### ACTIVITY
Every record must be restated exactly. Drop the images.

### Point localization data
++++++
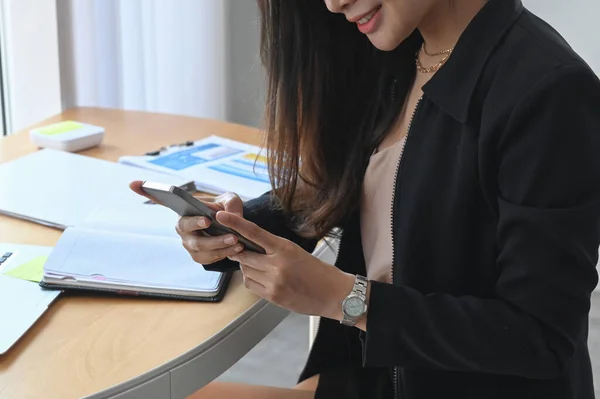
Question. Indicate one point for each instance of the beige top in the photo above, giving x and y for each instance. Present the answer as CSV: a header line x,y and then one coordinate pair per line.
x,y
376,212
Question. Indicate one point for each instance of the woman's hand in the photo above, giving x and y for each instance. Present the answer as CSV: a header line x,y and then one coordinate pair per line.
x,y
204,249
287,275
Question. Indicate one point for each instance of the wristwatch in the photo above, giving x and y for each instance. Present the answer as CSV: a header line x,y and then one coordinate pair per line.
x,y
355,304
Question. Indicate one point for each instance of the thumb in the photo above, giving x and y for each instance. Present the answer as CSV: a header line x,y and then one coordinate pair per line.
x,y
232,203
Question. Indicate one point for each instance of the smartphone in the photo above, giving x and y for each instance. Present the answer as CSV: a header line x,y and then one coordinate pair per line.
x,y
185,204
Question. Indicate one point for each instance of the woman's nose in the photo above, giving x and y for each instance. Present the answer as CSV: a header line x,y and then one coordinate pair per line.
x,y
338,6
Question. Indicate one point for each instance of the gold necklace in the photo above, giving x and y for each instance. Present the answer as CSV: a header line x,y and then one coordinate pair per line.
x,y
424,47
433,68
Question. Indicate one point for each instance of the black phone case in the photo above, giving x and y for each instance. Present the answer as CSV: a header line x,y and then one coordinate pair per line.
x,y
185,204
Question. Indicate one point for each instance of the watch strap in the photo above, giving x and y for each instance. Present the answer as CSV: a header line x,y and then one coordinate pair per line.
x,y
359,289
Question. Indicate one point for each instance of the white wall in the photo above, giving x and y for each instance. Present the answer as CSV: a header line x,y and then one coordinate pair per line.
x,y
147,55
245,79
29,33
577,21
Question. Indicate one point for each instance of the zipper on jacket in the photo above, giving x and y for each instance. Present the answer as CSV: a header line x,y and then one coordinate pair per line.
x,y
396,380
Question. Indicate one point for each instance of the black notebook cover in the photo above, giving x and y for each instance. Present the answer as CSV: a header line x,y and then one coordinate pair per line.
x,y
218,297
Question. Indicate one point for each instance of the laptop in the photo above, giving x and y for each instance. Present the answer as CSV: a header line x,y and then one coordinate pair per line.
x,y
21,302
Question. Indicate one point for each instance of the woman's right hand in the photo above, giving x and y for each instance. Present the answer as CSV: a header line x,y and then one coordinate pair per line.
x,y
204,249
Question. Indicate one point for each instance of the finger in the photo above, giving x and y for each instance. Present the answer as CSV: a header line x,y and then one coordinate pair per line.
x,y
189,224
232,203
194,243
255,287
136,187
256,276
252,259
250,230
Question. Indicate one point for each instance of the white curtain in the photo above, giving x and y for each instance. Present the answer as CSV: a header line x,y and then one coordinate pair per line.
x,y
150,55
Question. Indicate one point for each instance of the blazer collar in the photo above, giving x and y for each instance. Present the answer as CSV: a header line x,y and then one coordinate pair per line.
x,y
453,86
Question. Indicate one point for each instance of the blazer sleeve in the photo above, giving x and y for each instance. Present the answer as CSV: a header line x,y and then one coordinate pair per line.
x,y
265,212
547,235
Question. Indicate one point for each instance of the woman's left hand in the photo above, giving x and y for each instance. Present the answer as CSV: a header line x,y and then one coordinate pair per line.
x,y
287,275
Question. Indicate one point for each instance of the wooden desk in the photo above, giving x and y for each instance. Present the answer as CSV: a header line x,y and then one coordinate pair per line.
x,y
129,348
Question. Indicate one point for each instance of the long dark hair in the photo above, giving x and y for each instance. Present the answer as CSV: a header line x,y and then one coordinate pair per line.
x,y
329,103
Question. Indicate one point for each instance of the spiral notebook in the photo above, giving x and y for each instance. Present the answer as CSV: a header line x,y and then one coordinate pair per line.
x,y
130,259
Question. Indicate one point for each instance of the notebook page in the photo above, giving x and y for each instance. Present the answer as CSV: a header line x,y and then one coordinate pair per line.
x,y
132,217
126,257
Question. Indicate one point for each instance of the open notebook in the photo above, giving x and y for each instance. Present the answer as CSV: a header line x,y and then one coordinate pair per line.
x,y
142,258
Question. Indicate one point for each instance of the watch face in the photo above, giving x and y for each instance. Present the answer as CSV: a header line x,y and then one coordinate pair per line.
x,y
354,307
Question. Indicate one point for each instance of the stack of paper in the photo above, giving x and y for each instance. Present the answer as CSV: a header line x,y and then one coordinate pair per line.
x,y
60,189
128,260
215,164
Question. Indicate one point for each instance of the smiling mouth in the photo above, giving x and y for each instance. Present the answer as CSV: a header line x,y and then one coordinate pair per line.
x,y
368,17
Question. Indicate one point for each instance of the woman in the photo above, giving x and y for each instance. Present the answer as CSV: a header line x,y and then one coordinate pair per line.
x,y
456,144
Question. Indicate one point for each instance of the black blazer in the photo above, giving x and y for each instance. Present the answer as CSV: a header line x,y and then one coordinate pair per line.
x,y
496,228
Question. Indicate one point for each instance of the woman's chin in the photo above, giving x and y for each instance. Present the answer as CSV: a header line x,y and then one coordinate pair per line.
x,y
383,41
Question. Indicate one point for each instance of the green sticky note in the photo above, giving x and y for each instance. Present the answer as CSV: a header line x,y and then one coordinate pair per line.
x,y
59,128
30,271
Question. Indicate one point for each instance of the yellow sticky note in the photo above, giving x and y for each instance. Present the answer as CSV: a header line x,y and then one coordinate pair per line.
x,y
59,128
30,271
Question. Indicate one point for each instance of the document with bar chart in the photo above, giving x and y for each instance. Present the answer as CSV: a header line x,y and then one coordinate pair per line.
x,y
217,165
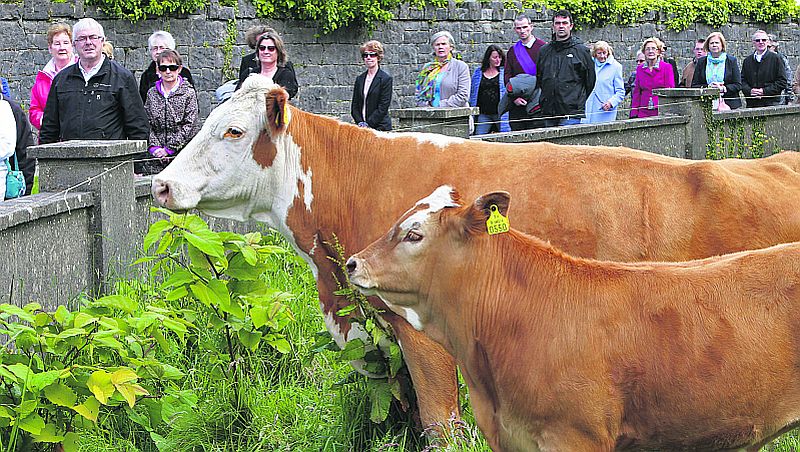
++++++
### EXERCISE SOLUTION
Question. Indicate one point for each instance of the beige top in the photo above, giving x and y for each instance. Present the answer as CSV: a header line x,y and then one coordinate pair per line.
x,y
376,212
Question. Indicate one point for each instance of the woman's hand in the photo above, giving x and y for each instance. Present the answer as CSV: a header line x,y and then one coordinate pair per line.
x,y
204,249
287,275
Question. Indicate one point for each instance of the wristwatch in the photo above, giving x and y for each instance. Present the answer as CSV: a header line x,y and then one coordinate pair per line.
x,y
355,304
Question. Indicate one point for each instance of the thumb in the photo above, giving x and y for each instance. Present the answer as CSV: a header line x,y and then one coordinate pair per line.
x,y
232,203
Question. Indicate one point for each instance of the smartphone in the photo above, giving x and y for each instance. Present the answer as CSV: a header line x,y and then one coordinate pair per line.
x,y
185,204
Question. Indicate one point for each instance of the woman's nose in the photo above, giving x and y for each instance. Present the answer as CSV: a header line x,y and then one coordinate pair per line.
x,y
338,6
Question. Indicate one point for each instance of the gold necklace in the photo above, giving x and y for each instance. Present the answer as CSV: a header line x,y and then one coordinate pair per line.
x,y
424,47
433,68
Question. Indicate one point for each instance of the black phone case in the photo above, giving x and y for each instance. Present the answer as CSV: a header line x,y and then one coordinate pair per line.
x,y
185,204
Question. Indicate one point for each instance of the watch strap in the photo above, giving x and y for each instance. Present the answer as CSV: a header line x,y and then one coordinate pair per line.
x,y
359,289
Question. Indicate one point for each instance of the white wall in the photo above, giving x and y for each instance. Present the answer as CSV: a header line x,y and then one coordinate pair per line.
x,y
147,55
245,79
29,33
577,21
Question. Indicate one point for each instance of the zipper on jacket in the photo above, giving x and y for each instance. Present the answer as CSV: a header line x,y and then one coordinate pair per line.
x,y
396,380
Question. Indicate one point for each instance of the black notebook cover in the photo above, giving x and y for each instance. Present the answer as CSV: a header line x,y and then one coordinate pair per line.
x,y
218,297
Question. Indicate one point for each instance of the laptop in the photo above, giving x and y for each instance. Present the answer as CSV: a header line x,y and then one coordinate pair per line.
x,y
21,302
Question. Indicate one point for each instance of the woman's right hand in the photo above, giving x and y for each instance. Present the answer as CSV: a header line x,y and then one coordinate pair per line.
x,y
204,249
Question. Indicate one point for each instance of the finger in the photo above, giving x and y for each instance. Present the answer as CSV: a header line x,y and then one coordinate pair per line.
x,y
189,224
232,203
194,243
255,287
136,187
256,276
252,259
250,230
Question. Indicate one point for each instance of the white curtain in the photo above, giving x and y for each instance. Present the answer as CSV: a header line x,y and then one coordinate pair per line.
x,y
150,55
Question. Indicate one point for each instance of the blazer collar in the photo above, giving x and y for each instance. Present the answer as CSV: a header line x,y and then one coordinate pair per line.
x,y
453,86
Question. Indicate one point for each instance of the blazer sleeve in the photo above, giving x and y for each instance. Present the answer as CSV: a header line x,y and then one coordinate pair per line.
x,y
265,212
547,235
Question. Indicate one point for each instance of the woman's left hand in the photo above, giving x and y for each instance. Present the answer as CSV: a header line x,y and then one coordinate pair per line.
x,y
287,275
Question. Indicate one point for each instance of the wooden desk in the photo above, giving x and y for each instance. Present the answer as CSV: a header line x,y and then one coordinate pair per line.
x,y
129,348
Question. Indicate one point for each instance of the long dark hair in the photo above, giving x and y for each instance. Present the answer as CSV: a header line x,y and then one coordinate pair per line.
x,y
329,103
Question. Indicate one point for each instance of the spiral notebook in the photo above, giving x and y for each instance. Present the answer as CSV: a header line x,y and then one coordinate pair per line.
x,y
130,259
Question. Indicate one point for each instance of the notebook page in the photo above, giving x and y for each instance. Present the answer as CSV: a header line x,y and then one coordinate pair per line.
x,y
132,217
126,257
Question. Indicate one point for each instance of the open notebook in the photo above, giving x and y for each instance. Present the answer as CSV: a header line x,y and then one coordinate pair per line.
x,y
142,258
Question. Indicate one point for each instance of the watch face in the photo above, giving x and y for each instance. Present the answer as CSV: a header line x,y and then one coordinate pair per line.
x,y
354,307
Question. Indicate one point for each instance of the stack of paper in the photo above, giving x and y for each instance. Present the answer as CSV: a header line x,y and then one coordinate pair per line.
x,y
60,189
128,260
215,164
Question. Indicate one point for each instance of the smiling mouth in the photo above, giving x and y for each instance. Present the answer as CSV: a header line x,y and then one coordinate pair per line.
x,y
368,17
Question. Indicate one point for each instance of the woman in the photo above, giving x and y for each instance. Present the answer as CSV: a header line x,y and then one coordinate pair per line.
x,y
456,144
Question. Indicate one point for each instance of the black blazer in the photo above, giving x and y for each instance. Present the answer as CSV: a header line x,y and then one coordinate pair per line.
x,y
496,228
Question. Indicate one point for each instance of the woman's chin in the photo above, giving x and y for each instance. Present the answer as CSV: a header line x,y and then one coordinate pair per line.
x,y
383,41
Question. Indicate one point for each instance of the green sticky note in the photo above, giving x and y for each instance. Present the answer as CSV: a header line x,y and then one coordinate pair per line.
x,y
59,128
30,271
Question. Indicate one point for each instance of the yellow sticky note in the photo above, giving x and y for each instance. Present the answer as CSV: a header line x,y and then one coordinate pair per line.
x,y
59,128
30,271
Question. Indicate one point for each instance of the document with bar chart in the photo above, giving x and y for each instance. Present the answer as CSV: a header line x,y and then one coordinate pair per line.
x,y
217,165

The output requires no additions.